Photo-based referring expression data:
--*--
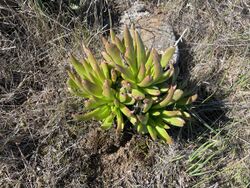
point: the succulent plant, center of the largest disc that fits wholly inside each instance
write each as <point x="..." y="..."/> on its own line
<point x="132" y="83"/>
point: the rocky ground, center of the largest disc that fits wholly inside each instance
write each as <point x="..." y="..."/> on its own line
<point x="40" y="144"/>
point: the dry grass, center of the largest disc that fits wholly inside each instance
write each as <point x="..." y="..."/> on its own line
<point x="42" y="147"/>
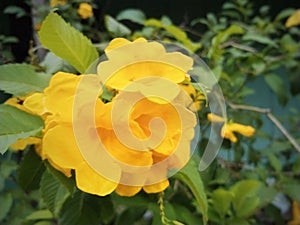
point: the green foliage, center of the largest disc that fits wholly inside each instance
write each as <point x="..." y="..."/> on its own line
<point x="30" y="171"/>
<point x="133" y="15"/>
<point x="188" y="175"/>
<point x="16" y="124"/>
<point x="115" y="28"/>
<point x="243" y="46"/>
<point x="67" y="42"/>
<point x="21" y="79"/>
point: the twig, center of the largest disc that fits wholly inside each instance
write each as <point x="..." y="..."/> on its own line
<point x="268" y="113"/>
<point x="238" y="46"/>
--*--
EXERCISE: Go through the entries and copy each line holding the string "wholly".

THE ANSWER:
point: the succulent plant, center of the largest disc that fits wholly inside each instance
point: the rocky ground, center of the largest disc that fits wholly inside each instance
point: the dry grass, center of the largest disc that fits wholly inside each instance
point: the green foliage, center of the largest disc that fits wholly inside each instance
point: the twig, center of the largest disc that fits wholly inside each instance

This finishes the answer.